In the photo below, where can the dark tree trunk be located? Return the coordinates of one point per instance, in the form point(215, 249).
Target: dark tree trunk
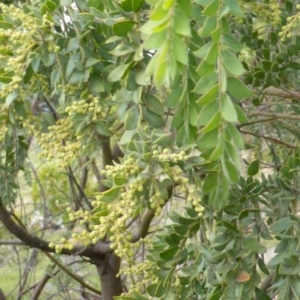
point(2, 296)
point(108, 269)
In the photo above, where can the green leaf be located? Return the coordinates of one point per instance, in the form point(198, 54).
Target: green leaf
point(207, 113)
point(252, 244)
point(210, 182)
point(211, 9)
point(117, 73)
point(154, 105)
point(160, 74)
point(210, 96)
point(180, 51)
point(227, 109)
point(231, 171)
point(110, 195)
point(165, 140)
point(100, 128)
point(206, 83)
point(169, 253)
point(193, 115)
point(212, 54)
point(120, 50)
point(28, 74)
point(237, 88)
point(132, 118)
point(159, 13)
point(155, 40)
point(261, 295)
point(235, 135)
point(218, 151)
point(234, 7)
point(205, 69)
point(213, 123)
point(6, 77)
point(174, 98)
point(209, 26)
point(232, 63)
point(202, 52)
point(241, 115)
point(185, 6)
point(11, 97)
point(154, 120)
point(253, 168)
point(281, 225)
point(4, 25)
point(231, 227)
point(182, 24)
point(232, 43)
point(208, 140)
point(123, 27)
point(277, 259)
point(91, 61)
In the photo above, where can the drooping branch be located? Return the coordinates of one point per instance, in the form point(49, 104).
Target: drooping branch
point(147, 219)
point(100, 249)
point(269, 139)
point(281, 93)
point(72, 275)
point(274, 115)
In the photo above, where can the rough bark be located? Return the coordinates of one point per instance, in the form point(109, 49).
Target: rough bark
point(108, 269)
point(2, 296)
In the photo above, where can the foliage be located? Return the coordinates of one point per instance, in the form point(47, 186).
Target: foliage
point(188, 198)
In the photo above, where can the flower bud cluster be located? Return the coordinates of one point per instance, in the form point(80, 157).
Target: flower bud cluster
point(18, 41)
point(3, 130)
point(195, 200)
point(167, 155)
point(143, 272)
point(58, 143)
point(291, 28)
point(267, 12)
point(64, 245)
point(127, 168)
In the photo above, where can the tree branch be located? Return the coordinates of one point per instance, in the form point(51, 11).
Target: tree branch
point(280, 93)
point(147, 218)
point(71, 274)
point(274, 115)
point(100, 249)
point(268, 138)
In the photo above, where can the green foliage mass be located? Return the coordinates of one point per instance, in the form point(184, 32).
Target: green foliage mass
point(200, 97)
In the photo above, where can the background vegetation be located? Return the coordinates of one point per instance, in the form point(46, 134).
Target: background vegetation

-*-*-

▶ TASK TO COMPLETE
Give exactly, and nothing besides, the lines from the one in which "In the photo above, where can the background" occurs through the end of the records.

▶ PROBLEM SOLUTION
In the photo above, where can the background vegetation be located? Return the coordinates of one point per instance, in the form point(46, 134).
Target: background vegetation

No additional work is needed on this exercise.